Convert each line of the rows below into a JSON list of strings, one string per line, and leave out any blank lines.

[start Data extract]

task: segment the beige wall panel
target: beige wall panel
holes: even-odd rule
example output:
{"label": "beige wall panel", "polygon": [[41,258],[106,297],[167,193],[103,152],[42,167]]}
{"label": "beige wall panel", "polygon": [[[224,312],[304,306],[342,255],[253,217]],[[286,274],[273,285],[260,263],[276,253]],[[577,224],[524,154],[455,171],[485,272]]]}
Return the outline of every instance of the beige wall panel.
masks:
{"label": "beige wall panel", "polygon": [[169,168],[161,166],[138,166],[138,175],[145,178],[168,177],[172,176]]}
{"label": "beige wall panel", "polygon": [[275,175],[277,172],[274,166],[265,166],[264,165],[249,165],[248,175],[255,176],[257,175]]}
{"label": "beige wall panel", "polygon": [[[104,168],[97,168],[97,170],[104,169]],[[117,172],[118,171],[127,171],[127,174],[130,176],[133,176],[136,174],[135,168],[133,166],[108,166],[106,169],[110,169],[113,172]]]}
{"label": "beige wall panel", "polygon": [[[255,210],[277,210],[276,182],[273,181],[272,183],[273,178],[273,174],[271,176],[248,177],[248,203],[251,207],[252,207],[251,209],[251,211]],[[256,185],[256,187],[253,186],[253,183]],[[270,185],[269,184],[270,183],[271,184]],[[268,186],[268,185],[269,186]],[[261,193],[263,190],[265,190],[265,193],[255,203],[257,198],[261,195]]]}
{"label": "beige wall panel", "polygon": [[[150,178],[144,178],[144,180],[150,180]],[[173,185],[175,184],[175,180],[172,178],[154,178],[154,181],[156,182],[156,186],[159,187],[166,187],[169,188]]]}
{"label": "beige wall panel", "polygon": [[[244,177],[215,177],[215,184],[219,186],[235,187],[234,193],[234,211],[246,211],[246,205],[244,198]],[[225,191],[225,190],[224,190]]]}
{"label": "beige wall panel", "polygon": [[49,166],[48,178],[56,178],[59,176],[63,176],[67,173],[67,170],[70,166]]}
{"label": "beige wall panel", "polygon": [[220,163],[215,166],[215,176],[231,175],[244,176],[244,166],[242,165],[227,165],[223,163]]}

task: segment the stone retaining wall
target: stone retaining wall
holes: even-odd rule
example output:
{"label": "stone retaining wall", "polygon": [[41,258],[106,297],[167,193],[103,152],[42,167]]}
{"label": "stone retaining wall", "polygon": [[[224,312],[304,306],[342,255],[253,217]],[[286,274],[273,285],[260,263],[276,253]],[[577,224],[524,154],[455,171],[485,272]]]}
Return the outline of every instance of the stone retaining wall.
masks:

[end Data extract]

> **Written answer**:
[
  "task: segment the beige wall panel",
  "target: beige wall panel",
  "holes: even-odd rule",
  "example output:",
  "{\"label\": \"beige wall panel\", \"polygon\": [[41,258],[106,297],[167,193],[103,152],[42,167]]}",
  "{\"label\": \"beige wall panel\", \"polygon\": [[[224,312],[304,306],[342,255],[253,217]],[[286,274],[273,285],[260,263],[276,253]],[[577,224],[524,154],[455,171],[485,272]]]}",
  "Return the outline of every instance of the beige wall panel.",
  "masks:",
  "{\"label\": \"beige wall panel\", \"polygon\": [[169,168],[161,166],[138,166],[138,175],[145,178],[168,177],[172,176]]}",
  "{\"label\": \"beige wall panel\", \"polygon\": [[275,175],[277,172],[274,166],[265,166],[264,165],[249,165],[248,175],[255,176],[257,175]]}",
  "{\"label\": \"beige wall panel\", \"polygon\": [[[104,168],[97,168],[97,170],[104,169]],[[117,172],[118,171],[127,171],[127,174],[130,176],[133,176],[136,174],[135,168],[133,166],[108,166],[106,169],[110,169],[113,172]]]}",
  "{\"label\": \"beige wall panel\", \"polygon\": [[[255,210],[277,210],[276,182],[273,181],[272,183],[273,178],[273,174],[271,176],[248,177],[248,203],[251,207],[252,207],[251,209],[251,211]],[[256,185],[256,187],[253,186],[253,183]],[[270,185],[269,184],[270,183],[271,184]],[[268,186],[268,185],[269,186]],[[261,193],[263,190],[265,190],[265,193],[255,203],[257,198],[261,195]]]}",
  "{\"label\": \"beige wall panel\", \"polygon\": [[[150,178],[144,178],[144,180],[150,180]],[[173,185],[175,184],[175,180],[172,178],[154,178],[154,181],[156,182],[156,186],[159,187],[166,187],[169,188]]]}",
  "{\"label\": \"beige wall panel\", \"polygon\": [[[244,177],[215,177],[215,184],[219,186],[235,187],[234,193],[234,211],[246,211],[246,205],[244,198]],[[225,191],[225,190],[224,190]]]}",
  "{\"label\": \"beige wall panel\", \"polygon\": [[49,166],[48,178],[56,178],[59,176],[63,176],[67,173],[67,170],[70,166]]}",
  "{\"label\": \"beige wall panel\", \"polygon\": [[220,163],[215,166],[215,176],[231,175],[244,176],[244,166],[242,165],[227,165],[223,163]]}",
  "task: segment the stone retaining wall",
  "target: stone retaining wall",
  "holes: even-odd rule",
  "example output:",
  "{\"label\": \"stone retaining wall\", \"polygon\": [[41,258],[106,297],[167,193],[103,152],[42,167]]}",
  "{\"label\": \"stone retaining wall\", \"polygon\": [[[224,312],[304,306],[342,255],[253,217]],[[286,274],[273,285],[260,263],[276,253]],[[577,224],[524,154],[455,171],[485,272]]]}",
  "Return the outline of every instance of the stone retaining wall.",
  "masks:"
]